▸ **Task statement**
Although the data below holds other lines too, output only those from the line with "Target | river water" up to and including the line with "Wanted | a point on the distant", exactly as they appear.

= Beginning of Section =

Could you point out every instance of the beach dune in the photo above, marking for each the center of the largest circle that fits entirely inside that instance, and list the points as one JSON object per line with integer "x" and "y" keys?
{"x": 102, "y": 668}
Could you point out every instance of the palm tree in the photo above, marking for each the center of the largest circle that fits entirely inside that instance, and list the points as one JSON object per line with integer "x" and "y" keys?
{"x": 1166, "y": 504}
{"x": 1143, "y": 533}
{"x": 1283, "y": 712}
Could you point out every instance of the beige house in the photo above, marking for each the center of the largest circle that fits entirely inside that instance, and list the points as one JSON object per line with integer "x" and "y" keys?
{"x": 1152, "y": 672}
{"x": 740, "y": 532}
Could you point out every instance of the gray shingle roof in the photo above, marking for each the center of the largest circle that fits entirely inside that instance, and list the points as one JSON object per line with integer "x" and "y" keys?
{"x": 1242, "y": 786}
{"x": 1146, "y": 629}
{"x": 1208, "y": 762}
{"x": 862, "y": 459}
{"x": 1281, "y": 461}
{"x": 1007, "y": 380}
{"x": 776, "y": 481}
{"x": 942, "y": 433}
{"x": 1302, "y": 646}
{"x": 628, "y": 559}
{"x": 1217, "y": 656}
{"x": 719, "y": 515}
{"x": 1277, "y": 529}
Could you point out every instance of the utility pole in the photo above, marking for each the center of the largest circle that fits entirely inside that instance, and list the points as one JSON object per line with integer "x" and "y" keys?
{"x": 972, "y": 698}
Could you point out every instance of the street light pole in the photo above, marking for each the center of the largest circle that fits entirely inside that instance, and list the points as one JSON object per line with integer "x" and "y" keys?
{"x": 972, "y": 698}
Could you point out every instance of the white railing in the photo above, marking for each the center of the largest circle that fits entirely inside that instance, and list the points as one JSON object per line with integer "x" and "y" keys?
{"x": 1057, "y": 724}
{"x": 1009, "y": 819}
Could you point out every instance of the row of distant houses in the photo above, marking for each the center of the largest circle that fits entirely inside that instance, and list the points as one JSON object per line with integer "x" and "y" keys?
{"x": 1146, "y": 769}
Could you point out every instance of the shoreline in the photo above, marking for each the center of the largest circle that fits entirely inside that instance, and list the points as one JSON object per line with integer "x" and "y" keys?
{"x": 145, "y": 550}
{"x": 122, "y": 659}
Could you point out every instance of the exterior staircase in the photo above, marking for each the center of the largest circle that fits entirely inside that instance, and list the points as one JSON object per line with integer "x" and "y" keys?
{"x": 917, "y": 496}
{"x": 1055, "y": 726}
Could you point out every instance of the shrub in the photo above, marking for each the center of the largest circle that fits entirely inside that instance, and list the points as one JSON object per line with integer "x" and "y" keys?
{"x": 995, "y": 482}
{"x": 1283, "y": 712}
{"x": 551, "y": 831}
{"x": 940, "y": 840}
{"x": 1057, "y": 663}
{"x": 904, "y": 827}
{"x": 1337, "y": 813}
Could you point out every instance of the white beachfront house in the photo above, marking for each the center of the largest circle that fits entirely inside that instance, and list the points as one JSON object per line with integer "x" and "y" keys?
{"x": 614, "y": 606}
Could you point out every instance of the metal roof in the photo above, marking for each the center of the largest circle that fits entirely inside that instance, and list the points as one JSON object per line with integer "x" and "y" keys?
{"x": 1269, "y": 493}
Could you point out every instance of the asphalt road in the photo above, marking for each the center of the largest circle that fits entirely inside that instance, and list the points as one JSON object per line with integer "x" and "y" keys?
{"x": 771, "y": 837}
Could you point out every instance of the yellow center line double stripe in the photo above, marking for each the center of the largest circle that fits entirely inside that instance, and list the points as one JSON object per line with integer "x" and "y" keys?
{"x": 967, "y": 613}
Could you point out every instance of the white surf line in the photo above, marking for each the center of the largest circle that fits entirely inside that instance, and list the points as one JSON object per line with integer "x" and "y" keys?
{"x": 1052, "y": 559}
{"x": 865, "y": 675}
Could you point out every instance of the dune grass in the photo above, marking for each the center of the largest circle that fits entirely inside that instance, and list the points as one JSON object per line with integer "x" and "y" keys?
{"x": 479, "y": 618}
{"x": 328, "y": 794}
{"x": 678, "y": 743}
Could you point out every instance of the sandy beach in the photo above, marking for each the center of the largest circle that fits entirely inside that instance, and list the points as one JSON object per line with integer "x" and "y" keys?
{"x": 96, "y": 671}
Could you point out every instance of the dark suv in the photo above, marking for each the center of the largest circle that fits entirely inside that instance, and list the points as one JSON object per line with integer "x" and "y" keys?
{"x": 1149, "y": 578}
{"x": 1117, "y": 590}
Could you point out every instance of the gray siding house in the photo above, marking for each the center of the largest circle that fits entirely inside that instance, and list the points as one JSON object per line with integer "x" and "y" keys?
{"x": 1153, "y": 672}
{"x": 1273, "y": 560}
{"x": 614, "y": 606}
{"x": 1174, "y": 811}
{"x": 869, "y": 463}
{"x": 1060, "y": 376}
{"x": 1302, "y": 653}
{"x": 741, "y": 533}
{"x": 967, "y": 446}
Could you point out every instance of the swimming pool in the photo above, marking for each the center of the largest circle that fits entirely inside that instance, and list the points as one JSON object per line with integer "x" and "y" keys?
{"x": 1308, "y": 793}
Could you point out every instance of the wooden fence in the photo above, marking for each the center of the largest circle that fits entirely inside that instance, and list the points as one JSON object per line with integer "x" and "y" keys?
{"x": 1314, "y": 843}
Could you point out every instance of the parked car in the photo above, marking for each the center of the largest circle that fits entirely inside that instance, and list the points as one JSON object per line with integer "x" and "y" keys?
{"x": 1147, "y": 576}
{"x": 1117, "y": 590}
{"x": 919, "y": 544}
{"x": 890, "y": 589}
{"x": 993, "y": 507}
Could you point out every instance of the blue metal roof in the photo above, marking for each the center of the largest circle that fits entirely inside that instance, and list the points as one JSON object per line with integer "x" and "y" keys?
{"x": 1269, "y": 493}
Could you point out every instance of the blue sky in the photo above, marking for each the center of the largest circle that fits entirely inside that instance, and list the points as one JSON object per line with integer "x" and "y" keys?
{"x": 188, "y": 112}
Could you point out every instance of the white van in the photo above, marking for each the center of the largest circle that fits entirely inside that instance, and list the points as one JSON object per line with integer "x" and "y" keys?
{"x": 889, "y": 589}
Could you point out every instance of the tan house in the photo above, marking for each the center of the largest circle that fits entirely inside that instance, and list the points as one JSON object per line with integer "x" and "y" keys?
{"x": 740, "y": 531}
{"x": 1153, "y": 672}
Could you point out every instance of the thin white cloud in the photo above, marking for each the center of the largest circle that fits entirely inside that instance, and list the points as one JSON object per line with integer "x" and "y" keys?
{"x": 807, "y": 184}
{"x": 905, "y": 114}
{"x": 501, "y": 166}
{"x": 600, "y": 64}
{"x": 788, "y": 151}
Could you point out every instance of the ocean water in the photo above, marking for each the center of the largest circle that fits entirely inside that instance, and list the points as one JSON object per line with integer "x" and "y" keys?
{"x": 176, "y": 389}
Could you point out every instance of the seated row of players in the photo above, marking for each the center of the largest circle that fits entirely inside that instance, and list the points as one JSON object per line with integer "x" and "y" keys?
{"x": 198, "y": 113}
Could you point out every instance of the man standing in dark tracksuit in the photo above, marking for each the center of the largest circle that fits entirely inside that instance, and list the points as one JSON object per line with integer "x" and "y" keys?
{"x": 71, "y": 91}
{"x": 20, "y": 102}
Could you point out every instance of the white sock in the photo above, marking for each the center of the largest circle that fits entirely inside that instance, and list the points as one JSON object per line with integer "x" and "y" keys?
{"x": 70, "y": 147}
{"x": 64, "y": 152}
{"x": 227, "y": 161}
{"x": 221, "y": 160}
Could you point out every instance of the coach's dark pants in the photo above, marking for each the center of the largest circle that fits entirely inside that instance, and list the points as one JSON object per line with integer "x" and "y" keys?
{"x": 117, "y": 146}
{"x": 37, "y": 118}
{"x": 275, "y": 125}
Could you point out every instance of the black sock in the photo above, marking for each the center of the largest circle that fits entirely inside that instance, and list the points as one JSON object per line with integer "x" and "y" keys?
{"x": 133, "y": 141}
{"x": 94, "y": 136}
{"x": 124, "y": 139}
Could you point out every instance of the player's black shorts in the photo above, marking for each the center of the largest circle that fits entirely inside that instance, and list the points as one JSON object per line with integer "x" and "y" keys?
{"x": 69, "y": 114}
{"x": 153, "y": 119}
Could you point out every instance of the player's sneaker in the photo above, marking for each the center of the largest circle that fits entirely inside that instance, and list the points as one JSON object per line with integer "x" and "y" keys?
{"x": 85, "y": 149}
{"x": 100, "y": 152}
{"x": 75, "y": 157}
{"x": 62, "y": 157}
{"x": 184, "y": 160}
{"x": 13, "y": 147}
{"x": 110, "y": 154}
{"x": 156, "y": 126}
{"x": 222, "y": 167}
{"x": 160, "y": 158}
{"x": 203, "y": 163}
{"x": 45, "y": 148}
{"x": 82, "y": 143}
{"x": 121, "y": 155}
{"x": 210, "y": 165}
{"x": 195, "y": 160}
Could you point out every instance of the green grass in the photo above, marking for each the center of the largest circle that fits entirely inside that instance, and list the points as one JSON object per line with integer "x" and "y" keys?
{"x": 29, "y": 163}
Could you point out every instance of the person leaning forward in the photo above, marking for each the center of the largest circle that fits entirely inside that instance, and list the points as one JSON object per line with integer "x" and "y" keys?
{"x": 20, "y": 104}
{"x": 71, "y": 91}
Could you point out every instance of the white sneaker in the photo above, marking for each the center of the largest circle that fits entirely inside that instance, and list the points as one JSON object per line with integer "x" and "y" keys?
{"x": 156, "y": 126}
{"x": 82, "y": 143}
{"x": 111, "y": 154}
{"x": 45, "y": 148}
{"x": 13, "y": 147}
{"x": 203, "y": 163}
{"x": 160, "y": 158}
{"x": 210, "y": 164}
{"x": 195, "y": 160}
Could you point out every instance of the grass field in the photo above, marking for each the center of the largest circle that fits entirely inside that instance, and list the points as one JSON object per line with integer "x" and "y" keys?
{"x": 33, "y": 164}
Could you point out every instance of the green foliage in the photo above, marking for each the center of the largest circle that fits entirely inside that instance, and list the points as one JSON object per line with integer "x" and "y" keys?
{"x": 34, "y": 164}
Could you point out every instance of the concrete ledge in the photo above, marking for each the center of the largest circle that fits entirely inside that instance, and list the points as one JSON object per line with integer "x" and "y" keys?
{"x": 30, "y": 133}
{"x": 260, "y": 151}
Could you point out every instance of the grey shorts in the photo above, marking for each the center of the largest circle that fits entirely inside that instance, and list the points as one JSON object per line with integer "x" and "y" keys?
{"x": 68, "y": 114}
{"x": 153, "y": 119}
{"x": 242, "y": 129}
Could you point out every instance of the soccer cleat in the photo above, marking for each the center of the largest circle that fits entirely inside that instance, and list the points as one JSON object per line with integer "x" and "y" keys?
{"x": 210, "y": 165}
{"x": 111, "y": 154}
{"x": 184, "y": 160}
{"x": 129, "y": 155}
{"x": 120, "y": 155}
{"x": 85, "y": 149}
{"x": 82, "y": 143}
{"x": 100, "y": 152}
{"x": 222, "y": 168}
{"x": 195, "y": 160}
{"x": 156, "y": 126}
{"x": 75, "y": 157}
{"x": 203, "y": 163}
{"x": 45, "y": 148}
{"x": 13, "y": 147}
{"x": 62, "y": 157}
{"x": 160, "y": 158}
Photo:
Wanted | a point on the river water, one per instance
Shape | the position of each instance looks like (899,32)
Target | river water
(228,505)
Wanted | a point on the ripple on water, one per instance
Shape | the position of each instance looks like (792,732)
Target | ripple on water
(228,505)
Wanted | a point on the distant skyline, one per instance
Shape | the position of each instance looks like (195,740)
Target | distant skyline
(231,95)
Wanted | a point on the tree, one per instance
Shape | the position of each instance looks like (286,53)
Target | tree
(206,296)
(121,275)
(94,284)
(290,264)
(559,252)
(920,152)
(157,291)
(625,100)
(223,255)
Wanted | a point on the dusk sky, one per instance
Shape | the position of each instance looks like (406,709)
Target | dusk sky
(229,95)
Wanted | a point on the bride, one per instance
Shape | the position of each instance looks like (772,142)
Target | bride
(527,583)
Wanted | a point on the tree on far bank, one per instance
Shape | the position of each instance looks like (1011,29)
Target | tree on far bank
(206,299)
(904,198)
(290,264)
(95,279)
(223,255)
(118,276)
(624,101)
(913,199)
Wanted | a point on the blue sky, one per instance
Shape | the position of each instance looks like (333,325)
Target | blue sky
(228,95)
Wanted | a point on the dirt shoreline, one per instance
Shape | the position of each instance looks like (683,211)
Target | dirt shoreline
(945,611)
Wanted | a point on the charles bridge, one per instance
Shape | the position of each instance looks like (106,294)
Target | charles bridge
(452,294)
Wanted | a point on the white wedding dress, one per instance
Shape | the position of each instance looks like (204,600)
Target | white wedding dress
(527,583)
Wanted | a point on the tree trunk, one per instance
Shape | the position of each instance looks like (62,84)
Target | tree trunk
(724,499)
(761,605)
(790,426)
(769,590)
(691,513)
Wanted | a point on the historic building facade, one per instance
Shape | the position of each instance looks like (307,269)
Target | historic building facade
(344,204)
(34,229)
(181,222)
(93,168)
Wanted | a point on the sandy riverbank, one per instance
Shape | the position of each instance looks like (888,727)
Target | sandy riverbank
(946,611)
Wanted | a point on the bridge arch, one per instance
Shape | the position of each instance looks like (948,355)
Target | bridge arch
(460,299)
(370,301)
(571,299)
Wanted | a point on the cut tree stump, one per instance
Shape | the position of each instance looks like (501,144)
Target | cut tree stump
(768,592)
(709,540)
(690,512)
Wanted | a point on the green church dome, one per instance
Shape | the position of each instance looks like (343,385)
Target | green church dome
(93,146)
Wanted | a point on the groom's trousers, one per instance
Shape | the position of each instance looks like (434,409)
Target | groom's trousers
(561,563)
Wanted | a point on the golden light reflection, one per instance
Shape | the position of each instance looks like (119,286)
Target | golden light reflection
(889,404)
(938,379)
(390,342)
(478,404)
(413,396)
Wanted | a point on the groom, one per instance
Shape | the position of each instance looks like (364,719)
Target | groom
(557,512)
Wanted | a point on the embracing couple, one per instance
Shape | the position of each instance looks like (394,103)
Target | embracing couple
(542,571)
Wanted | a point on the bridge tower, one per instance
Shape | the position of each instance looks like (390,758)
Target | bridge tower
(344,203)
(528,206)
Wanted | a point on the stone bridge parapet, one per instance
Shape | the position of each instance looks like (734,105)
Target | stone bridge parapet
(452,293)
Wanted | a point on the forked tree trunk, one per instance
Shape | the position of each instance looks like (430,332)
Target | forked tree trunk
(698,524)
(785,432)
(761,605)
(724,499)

= End of Section =

▸ **Response area**
Target | river water
(228,505)
Wanted | a point on the ripple on water, one per instance
Shape | the position of each instance looks like (792,732)
Target | ripple on water
(228,505)
Wanted | a point on the distant skyline, one per instance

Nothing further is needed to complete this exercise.